EXERCISE INSTRUCTIONS.
a - For each statement below, answer yes or no according to the passage on the CMS overpayment proposal, and quote the words from the passage that decide it. (i) The Proposed Rule gives the existing voluntary refund process a new name. (ii) CMS already has a single uniform reporting form for all contractors. (iii) The Proposed Rule specifies the reporting process for Medicaid overpayments.
b - Carry on the passage on the CMS overpayment proposal from the point where it stops.

PASSAGE PROVIDED.
CMS proposes to use the existing voluntary refund process (renamed the “self-reported overpayment refund process”), which requires providers and suppliers to report overpayments using a form that each individual Medicare contractor makes available on its public website.  CMS plans to develop a uniform reporting form in the future.  CMS also provides examples of what a person may report as the reason for an overpayment (e.g., incorrect service date, duplicate payment, incorrect CPT code), and warns that contractors will scrutinize those overpayments and make referrals to the Office of the Inspector General (“OIG”) whenever circumstances warrant such a referral.  The Proposed Rule does not address what reporting process a provider or supplier should use for Medicaid or Tricare overpayments, or whether a provider or supplier can comply with the statutory repayment obligation through electronic billing adjustments made in the ordinary course.  As drafted, the Proposed Rule contemplates that providers and suppliers complete a detailed contractor-specific overpayment refund process form each and every time it corrects a paid claim.

Excerpts from a dataset.
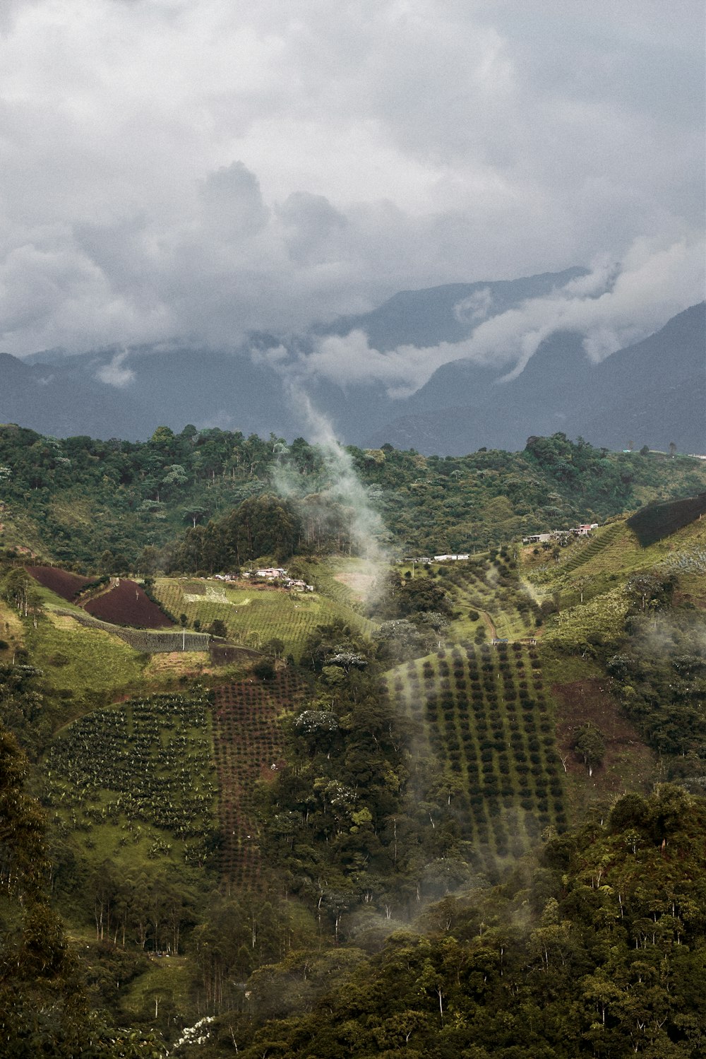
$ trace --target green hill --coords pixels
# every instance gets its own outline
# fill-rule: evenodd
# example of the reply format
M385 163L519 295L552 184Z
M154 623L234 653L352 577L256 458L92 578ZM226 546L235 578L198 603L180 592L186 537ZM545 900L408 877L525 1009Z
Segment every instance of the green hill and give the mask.
M706 523L694 501L621 513L638 493L698 500L698 462L562 435L451 461L354 452L357 496L385 519L372 523L378 548L387 536L388 554L409 556L393 562L347 554L354 513L328 486L309 491L330 478L314 448L292 446L306 484L283 500L267 447L195 437L102 456L69 439L69 481L58 450L28 436L14 465L16 484L43 477L25 515L12 490L2 513L16 545L0 558L5 957L17 966L13 946L29 952L37 936L26 907L64 925L46 932L55 976L32 972L43 1000L20 998L13 1025L50 1033L54 990L73 1041L61 1056L88 1047L80 1034L102 1019L131 1027L135 1055L155 1033L187 1056L177 1042L199 1023L204 1059L695 1059ZM170 499L130 507L149 474L177 474L177 455L205 461L216 443L231 473L205 464L199 488L222 504L210 521L194 510L184 531L188 505ZM141 468L121 484L130 461ZM598 509L609 521L586 539L521 543L530 525ZM98 510L98 543L74 552ZM176 627L82 606L114 591L104 570L133 572L137 545L122 569L105 549L94 558L119 525L126 540L137 527L140 555L151 549L145 599ZM416 561L461 539L468 559ZM44 570L39 584L17 551L37 541L84 580ZM314 591L243 576L279 546ZM252 555L233 562L239 576L213 576L239 552ZM146 613L139 587L121 586L123 616Z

SOLVED TASKS.
a -
(i) Yes: "CMS proposes to use the existing voluntary refund process (renamed the “self-reported overpayment refund process”)"
(ii) No: "CMS plans to develop a uniform reporting form in the future."
(iii) No: "The Proposed Rule does not address what reporting process a provider or supplier should use for Medicaid or Tricare overpayments"

b -
The Proposed Rule also requires duplicative reports of overpayments where providers have self-disclosed conduct through the Medicare Self-Referral Disclosure Protocol (“SRDP”), which is used to report known or probable violations of the federal Stark Law.  CMS clarified that when CMS acknowledges receipt of a SRDP report, the SRDP suspends the running of the 60-day deadline to return the physician self-referral related overpayment, but the provider is not relieved of its obligation to report the overpayment to its Medicare contractor using the self-reported overpayment refund process.  CMS is soliciting comments, however, on “alternative approaches that would allow providers and suppliers to avoid making multiple reports of identified overpayments.”  CMS proposes that a voluntary self-disclosure through the OIG’s Self-Disclosure Protocol (“SDP”) (where providers self-disclose instances of potential fraud) will suspend refund obligations under the ACA as well as reporting obligations, provided that the SDP report is made within the 60-day period mandated by the ACA.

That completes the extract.